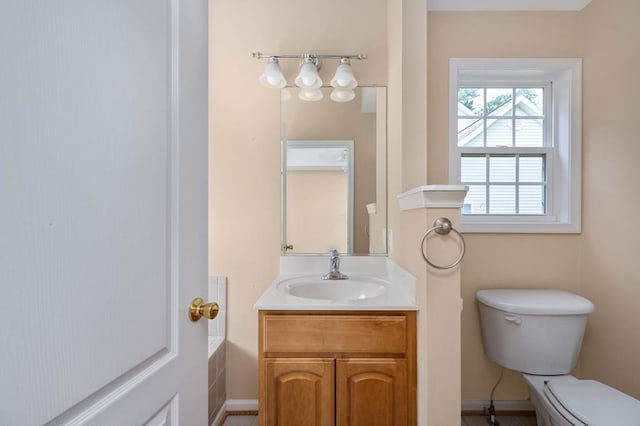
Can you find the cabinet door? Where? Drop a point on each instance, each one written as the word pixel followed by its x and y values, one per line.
pixel 299 391
pixel 371 392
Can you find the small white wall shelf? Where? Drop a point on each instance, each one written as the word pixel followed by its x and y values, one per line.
pixel 433 196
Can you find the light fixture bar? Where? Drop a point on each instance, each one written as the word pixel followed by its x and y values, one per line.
pixel 260 55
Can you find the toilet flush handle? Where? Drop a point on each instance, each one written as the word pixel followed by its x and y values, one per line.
pixel 514 320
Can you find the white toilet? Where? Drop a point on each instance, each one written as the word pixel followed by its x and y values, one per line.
pixel 539 333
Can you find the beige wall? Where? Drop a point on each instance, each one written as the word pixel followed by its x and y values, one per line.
pixel 611 147
pixel 599 262
pixel 244 155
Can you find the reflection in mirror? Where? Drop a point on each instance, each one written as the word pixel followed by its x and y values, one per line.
pixel 334 183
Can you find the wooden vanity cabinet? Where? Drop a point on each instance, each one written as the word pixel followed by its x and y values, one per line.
pixel 337 368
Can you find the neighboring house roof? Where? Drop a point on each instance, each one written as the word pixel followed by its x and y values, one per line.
pixel 472 134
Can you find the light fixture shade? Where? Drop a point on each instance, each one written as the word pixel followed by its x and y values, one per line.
pixel 308 77
pixel 272 75
pixel 343 78
pixel 310 94
pixel 342 95
pixel 285 94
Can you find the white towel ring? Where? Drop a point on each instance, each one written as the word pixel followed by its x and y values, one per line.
pixel 442 226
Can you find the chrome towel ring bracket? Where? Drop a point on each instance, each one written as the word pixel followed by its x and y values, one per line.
pixel 442 226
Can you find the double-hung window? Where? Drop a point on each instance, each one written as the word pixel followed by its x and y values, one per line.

Brief:
Every entry, exactly as written: transcribe it, passing over any pictures.

Task solution:
Can you find the cabinet door? Where? Drop a point on each instance, each one written as the word pixel followed by its x and y values, one per line.
pixel 299 391
pixel 371 392
Can you find the small white wall shelf? Where? Drop a point on each instance, each one written as the word pixel followed by its x and y values, one per line.
pixel 433 196
Can you find the light fixture bar? Where? Drop a point on each instance, each one written as the word pixel followed by its x and y values, one per line.
pixel 260 55
Can you find the toilet flush handle? Where? Drop a point on each instance, each one written as the word pixel followed by its x and y values, one per line.
pixel 514 320
Can you find the white toilet? Where? Drop a point on each instance, each one written as the word pixel followed by its x and y values, one per line.
pixel 539 333
Can you find the beige wall? Where? Drop a point on each instance, each one written as the word pixel followed by its x and y values, one per line.
pixel 611 147
pixel 599 262
pixel 244 155
Can you find the reflection in mirror? Where? Drop a point on each instance, each one written as the word pixel followed by its x and y values, one per line.
pixel 334 183
Can you find the wooden vanity cabinet? Where? Drop a point on each instance, each one written as the word pixel followed by its x and y values, one per line.
pixel 337 368
Can you find the neighboring house roof? Where? Drop a point on each instance, each one written as the word pixel followed by its x and y values, one per line.
pixel 472 134
Can you find the light fixture shade? Where? Drop a point on each instance, each one written as the word pixel followed by its x and y values, one per line.
pixel 308 77
pixel 272 75
pixel 343 78
pixel 310 94
pixel 342 95
pixel 285 94
Can you find the white towel ring? Where? Drop a point on each instance, each one written as the word pixel followed by its x and y values, one per line.
pixel 442 226
Can you find the chrome towel ring bracket? Where? Drop a point on each instance, each one written as the word pixel followed by its x and y values, one per line.
pixel 442 226
Can you find the double-hung window? Where? Drop a point on each instance, each one written as the word pixel followed by its x and y values, one per line.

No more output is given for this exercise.